* WHAT TO PRODUCE
How many lines of the material contain the string "target"? Reply with the number alone.

******

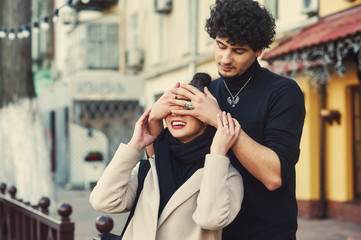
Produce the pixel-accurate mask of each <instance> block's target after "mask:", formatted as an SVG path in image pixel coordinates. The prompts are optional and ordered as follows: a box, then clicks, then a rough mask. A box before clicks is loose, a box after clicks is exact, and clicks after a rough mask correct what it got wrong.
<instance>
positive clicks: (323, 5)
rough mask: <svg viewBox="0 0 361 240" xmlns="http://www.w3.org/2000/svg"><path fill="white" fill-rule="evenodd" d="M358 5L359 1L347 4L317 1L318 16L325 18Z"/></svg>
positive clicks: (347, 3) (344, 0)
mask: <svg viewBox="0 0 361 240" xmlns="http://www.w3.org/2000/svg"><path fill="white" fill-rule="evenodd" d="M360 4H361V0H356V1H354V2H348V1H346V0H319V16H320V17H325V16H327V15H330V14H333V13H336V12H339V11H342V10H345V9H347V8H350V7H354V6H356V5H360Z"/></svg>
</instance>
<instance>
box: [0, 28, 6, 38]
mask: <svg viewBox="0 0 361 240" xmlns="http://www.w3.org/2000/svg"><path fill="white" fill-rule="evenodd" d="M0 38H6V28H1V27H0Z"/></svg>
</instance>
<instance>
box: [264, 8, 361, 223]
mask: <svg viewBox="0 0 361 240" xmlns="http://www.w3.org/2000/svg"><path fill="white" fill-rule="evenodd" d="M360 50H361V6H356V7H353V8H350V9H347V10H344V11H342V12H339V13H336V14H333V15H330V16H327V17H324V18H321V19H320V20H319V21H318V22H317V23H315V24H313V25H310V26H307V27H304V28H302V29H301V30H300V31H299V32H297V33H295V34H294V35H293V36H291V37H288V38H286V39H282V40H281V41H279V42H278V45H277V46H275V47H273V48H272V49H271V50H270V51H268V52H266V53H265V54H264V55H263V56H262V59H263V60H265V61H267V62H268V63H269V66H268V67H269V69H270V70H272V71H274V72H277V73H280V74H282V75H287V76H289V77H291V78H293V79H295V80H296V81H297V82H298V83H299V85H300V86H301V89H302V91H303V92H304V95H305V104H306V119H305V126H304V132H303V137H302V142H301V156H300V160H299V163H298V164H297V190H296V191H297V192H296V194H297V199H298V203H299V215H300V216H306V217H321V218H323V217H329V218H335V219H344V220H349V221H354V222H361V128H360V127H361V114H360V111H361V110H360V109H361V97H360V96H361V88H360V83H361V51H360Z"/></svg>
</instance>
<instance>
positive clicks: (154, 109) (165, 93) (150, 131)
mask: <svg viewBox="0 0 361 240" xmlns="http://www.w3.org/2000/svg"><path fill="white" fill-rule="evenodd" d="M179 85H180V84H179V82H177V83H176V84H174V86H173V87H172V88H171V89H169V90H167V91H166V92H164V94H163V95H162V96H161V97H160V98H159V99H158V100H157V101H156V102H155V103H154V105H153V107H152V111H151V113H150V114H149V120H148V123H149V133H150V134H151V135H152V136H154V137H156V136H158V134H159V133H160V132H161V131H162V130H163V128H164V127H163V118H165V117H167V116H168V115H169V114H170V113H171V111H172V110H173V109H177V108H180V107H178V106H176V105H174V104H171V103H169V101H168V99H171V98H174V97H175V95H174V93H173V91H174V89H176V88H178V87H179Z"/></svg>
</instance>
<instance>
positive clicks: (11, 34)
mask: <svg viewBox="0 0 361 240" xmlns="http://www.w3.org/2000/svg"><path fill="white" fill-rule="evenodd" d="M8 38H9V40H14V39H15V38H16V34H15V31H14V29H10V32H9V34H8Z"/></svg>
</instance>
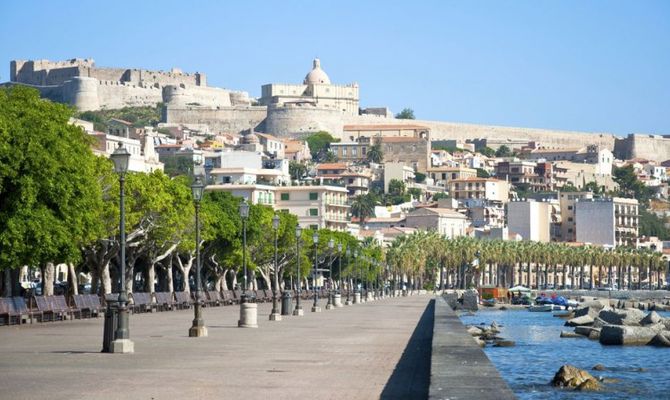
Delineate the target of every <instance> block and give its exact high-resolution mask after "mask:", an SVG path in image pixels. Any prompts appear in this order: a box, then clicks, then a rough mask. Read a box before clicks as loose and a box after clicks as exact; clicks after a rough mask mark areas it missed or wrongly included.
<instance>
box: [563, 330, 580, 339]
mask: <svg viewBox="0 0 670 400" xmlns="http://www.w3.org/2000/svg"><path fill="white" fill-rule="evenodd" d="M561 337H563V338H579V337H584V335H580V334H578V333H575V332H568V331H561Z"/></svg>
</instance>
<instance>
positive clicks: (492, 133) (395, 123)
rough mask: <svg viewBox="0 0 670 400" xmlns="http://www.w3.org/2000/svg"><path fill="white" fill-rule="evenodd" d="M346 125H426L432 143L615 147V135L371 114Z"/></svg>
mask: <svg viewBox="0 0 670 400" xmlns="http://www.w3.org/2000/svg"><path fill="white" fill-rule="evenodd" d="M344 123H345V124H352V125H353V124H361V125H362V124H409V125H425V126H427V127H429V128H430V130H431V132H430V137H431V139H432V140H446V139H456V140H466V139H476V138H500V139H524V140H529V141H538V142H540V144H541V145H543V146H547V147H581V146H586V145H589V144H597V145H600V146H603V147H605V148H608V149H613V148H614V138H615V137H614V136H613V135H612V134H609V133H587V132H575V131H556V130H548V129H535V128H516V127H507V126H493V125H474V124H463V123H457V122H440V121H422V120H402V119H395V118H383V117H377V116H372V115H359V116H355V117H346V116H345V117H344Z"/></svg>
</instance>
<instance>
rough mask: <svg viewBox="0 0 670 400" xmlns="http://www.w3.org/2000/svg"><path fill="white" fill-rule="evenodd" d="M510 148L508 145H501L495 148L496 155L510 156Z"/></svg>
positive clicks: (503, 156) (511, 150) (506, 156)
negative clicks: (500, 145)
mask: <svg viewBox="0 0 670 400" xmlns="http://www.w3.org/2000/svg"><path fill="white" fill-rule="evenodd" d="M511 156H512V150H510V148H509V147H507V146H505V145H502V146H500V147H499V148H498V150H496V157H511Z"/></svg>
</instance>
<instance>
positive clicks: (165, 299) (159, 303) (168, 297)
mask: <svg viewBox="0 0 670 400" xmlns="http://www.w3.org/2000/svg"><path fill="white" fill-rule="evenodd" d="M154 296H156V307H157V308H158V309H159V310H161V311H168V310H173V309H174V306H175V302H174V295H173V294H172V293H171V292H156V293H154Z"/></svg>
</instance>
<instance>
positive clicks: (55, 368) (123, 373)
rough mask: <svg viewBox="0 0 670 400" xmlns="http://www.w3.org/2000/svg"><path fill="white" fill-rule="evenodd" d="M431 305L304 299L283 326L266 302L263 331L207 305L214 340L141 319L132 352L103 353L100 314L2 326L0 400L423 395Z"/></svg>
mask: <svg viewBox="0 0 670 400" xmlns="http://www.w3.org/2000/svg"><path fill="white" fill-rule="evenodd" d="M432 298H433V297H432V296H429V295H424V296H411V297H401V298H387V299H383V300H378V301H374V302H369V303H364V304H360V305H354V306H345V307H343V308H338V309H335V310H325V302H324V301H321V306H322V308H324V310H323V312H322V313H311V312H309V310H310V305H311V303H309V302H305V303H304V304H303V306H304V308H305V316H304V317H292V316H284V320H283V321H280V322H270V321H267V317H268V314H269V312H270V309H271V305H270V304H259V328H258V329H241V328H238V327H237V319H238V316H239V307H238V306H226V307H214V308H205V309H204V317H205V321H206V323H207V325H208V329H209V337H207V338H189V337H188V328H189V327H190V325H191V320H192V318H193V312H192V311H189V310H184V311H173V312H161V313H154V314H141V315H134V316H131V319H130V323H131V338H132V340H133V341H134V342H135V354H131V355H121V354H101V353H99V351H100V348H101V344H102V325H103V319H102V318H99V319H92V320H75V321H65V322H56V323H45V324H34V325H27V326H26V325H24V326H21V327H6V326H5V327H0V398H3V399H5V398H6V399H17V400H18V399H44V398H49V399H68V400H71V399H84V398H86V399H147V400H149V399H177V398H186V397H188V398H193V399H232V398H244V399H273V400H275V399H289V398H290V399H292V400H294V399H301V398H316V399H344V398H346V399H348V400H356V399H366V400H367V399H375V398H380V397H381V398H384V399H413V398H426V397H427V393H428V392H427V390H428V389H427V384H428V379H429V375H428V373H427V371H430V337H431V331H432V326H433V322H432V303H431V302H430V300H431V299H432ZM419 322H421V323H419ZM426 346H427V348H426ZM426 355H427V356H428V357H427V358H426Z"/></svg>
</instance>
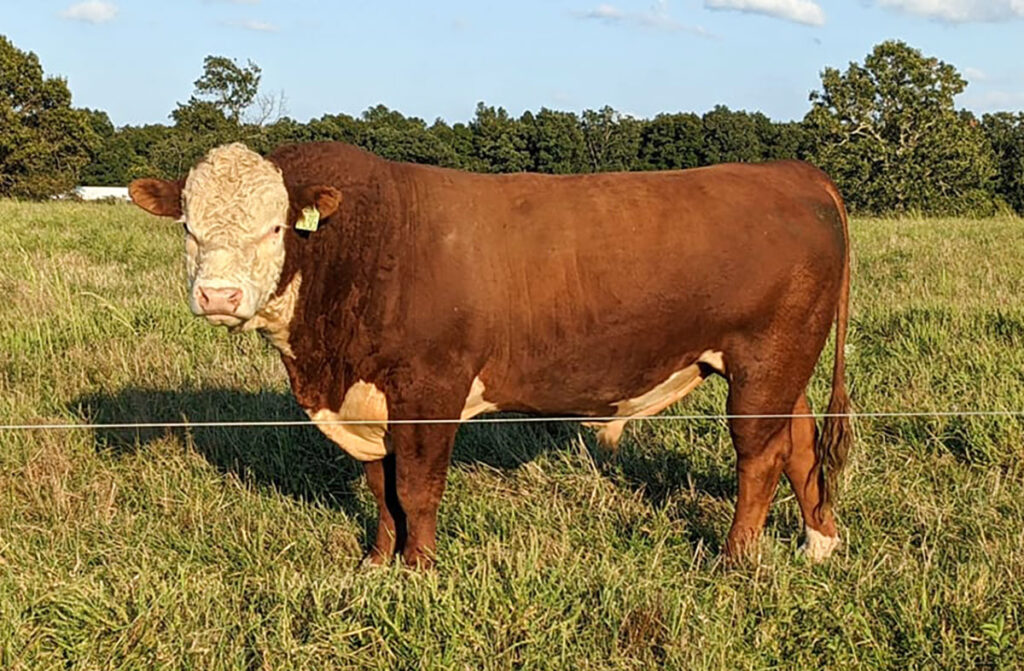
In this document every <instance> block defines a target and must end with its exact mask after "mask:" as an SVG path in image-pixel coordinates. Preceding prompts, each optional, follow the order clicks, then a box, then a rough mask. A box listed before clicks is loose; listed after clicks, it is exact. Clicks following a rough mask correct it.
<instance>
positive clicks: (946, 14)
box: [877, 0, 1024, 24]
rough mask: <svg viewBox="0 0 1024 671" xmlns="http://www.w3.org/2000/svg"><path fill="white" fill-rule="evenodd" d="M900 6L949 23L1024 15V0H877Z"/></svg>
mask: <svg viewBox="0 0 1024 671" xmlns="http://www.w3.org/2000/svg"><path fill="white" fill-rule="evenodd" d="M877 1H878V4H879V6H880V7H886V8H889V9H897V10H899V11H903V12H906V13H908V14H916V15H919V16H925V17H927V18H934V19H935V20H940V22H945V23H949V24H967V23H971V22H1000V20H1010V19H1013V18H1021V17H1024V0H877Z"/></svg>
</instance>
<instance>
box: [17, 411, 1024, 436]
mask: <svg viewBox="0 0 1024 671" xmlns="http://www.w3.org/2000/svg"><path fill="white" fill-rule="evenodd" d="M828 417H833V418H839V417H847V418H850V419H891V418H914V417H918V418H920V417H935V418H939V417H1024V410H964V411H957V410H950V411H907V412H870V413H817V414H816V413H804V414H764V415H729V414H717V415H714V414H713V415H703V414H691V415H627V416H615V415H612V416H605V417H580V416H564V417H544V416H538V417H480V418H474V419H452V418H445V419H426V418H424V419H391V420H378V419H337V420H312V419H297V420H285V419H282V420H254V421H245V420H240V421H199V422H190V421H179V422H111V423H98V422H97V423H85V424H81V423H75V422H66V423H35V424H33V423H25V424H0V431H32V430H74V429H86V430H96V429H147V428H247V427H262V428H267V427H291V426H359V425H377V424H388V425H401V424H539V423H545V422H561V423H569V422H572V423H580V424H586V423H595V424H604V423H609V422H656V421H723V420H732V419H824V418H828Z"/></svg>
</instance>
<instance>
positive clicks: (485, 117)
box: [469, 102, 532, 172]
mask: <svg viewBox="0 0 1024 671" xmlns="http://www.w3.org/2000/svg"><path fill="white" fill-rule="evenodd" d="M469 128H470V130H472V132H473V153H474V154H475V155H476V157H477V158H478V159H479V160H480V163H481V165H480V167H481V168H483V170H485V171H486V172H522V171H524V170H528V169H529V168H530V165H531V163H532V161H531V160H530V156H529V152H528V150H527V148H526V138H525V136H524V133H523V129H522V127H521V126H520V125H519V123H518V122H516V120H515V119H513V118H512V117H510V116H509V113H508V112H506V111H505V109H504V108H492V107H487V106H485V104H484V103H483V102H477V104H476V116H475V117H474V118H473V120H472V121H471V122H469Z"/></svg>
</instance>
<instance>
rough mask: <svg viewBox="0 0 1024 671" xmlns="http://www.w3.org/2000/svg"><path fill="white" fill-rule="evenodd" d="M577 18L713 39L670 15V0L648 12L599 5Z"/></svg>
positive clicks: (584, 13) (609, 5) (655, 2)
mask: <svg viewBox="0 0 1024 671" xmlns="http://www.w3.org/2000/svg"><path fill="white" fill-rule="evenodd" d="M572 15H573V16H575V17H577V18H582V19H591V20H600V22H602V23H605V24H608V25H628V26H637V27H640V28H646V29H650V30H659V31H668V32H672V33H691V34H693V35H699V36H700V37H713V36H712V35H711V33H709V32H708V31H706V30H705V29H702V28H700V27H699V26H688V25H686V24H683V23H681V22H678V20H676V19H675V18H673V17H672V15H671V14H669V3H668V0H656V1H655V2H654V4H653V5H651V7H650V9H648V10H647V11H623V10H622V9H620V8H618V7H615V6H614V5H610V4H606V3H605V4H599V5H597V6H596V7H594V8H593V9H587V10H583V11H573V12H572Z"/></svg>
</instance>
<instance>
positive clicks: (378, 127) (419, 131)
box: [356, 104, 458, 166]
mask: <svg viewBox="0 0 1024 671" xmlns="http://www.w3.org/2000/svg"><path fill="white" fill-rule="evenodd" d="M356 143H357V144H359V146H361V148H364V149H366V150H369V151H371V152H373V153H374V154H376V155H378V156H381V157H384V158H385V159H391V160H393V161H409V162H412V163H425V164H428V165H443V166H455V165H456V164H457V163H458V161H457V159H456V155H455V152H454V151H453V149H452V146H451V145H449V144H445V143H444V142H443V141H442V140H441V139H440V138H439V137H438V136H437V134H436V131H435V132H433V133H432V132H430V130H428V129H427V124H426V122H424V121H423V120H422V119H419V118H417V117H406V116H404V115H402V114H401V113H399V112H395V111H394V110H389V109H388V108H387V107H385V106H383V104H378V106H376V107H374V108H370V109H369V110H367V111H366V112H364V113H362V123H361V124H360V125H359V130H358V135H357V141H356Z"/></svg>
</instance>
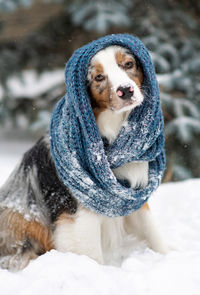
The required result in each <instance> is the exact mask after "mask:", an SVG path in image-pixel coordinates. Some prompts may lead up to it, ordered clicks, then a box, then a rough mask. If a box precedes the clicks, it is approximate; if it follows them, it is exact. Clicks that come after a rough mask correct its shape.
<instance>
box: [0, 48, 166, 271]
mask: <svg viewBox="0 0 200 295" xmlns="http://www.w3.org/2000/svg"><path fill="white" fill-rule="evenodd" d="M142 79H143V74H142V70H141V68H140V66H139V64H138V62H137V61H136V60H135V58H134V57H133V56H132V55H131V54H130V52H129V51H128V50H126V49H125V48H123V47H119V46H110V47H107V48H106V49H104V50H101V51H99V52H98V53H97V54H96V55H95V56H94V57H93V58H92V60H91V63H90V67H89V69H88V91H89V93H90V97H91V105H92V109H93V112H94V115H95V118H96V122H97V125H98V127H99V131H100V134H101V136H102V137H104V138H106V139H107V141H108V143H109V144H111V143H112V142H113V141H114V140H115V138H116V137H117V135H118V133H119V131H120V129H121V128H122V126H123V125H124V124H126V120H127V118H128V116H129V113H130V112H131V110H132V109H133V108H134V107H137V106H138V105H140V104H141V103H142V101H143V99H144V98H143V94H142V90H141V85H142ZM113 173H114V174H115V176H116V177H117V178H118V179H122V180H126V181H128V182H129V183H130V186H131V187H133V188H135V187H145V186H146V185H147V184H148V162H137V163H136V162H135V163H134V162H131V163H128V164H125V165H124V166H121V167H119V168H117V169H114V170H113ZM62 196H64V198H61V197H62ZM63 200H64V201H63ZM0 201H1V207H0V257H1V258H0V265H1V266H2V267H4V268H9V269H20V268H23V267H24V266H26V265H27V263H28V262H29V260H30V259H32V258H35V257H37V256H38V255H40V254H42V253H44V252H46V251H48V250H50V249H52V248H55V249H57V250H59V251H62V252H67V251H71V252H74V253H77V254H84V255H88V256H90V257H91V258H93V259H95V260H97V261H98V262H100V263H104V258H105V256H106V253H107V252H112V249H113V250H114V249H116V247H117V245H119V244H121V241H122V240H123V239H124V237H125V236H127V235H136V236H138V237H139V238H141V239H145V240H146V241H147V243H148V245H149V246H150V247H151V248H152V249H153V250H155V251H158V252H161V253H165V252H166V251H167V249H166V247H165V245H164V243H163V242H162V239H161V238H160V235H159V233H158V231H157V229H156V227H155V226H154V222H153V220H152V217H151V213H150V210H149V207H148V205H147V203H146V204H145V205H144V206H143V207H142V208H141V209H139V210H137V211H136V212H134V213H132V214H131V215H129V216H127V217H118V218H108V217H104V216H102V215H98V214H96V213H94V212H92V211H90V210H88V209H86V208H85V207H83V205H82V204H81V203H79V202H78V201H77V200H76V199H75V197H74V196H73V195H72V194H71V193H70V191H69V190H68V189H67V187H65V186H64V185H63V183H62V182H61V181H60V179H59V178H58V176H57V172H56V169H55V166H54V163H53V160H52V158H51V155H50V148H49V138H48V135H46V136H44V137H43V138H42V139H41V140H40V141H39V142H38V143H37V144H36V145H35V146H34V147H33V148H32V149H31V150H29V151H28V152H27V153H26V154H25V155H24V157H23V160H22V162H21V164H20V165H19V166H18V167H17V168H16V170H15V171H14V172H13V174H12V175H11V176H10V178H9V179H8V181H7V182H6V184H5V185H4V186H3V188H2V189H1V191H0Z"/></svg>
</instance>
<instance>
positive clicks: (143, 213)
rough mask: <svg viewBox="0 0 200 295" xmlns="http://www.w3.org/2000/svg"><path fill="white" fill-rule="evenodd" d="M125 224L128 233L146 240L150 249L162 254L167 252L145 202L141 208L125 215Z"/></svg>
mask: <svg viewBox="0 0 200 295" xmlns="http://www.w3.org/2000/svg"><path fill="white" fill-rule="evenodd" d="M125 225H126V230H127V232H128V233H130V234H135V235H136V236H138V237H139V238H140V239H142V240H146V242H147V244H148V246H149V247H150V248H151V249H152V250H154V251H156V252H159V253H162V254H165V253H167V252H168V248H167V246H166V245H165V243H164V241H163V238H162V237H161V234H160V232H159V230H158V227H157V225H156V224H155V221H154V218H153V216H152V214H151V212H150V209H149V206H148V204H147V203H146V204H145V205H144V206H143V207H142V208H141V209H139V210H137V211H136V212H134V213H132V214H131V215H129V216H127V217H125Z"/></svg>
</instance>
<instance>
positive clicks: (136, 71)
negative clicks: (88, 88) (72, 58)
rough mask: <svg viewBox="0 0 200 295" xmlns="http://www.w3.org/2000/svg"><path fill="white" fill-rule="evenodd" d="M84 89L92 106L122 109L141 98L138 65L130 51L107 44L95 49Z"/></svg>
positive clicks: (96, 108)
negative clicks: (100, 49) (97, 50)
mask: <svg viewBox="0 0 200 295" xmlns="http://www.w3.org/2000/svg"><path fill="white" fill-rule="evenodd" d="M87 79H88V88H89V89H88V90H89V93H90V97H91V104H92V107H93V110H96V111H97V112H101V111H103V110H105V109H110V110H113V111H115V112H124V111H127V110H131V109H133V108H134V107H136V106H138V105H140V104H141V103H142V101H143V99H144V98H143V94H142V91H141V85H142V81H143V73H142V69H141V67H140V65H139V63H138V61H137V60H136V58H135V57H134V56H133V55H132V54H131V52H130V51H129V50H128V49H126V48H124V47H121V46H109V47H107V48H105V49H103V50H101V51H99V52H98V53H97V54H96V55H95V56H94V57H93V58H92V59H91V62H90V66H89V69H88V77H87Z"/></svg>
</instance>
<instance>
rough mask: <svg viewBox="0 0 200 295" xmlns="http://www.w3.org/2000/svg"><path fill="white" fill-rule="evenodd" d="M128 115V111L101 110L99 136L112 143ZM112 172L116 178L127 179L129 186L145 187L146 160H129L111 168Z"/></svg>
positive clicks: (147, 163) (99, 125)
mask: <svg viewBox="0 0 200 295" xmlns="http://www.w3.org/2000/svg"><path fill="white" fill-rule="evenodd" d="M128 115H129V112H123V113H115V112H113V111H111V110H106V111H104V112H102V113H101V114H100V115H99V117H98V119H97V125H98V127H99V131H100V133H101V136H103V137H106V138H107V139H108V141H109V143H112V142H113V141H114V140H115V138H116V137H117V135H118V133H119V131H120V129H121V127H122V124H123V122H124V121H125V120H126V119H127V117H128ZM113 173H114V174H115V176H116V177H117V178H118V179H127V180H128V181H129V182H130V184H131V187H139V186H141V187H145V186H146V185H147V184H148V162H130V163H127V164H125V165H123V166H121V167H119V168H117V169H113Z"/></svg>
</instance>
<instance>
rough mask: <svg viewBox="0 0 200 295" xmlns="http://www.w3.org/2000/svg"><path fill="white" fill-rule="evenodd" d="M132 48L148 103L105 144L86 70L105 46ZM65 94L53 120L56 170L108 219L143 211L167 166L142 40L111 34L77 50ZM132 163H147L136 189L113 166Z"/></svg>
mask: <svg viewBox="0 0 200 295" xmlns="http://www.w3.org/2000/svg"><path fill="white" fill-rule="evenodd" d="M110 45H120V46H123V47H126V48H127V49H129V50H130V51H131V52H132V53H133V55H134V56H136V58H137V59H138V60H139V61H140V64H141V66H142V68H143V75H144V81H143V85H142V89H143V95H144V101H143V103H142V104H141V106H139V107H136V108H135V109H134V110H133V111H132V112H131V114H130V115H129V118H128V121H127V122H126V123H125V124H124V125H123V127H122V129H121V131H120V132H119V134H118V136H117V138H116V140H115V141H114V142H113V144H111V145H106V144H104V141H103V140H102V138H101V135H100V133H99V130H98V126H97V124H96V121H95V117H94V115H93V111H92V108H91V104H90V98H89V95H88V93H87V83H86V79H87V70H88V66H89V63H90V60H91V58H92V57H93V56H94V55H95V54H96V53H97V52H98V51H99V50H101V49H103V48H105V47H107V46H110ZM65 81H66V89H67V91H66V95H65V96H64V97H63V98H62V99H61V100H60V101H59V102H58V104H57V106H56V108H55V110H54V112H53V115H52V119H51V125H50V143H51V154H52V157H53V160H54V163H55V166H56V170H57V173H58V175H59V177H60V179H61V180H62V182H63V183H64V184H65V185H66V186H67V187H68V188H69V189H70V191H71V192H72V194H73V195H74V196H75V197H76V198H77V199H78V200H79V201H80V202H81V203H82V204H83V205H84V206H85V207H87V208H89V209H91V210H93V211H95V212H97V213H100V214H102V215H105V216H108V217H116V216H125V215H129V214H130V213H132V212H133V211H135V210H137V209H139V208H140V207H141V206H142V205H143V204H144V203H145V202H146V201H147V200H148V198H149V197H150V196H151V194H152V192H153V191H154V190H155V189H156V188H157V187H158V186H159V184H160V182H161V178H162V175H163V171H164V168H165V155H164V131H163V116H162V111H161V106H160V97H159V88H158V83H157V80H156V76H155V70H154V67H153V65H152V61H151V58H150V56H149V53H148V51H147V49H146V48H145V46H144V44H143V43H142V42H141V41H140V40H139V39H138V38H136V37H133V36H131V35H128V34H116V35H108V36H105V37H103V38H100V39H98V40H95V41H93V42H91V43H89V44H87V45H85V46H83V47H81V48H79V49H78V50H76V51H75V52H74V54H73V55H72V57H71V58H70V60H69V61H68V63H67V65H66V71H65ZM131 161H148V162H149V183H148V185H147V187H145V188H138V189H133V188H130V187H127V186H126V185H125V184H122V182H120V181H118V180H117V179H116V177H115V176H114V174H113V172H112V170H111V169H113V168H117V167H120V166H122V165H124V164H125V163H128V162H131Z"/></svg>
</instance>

******

* ANSWER
3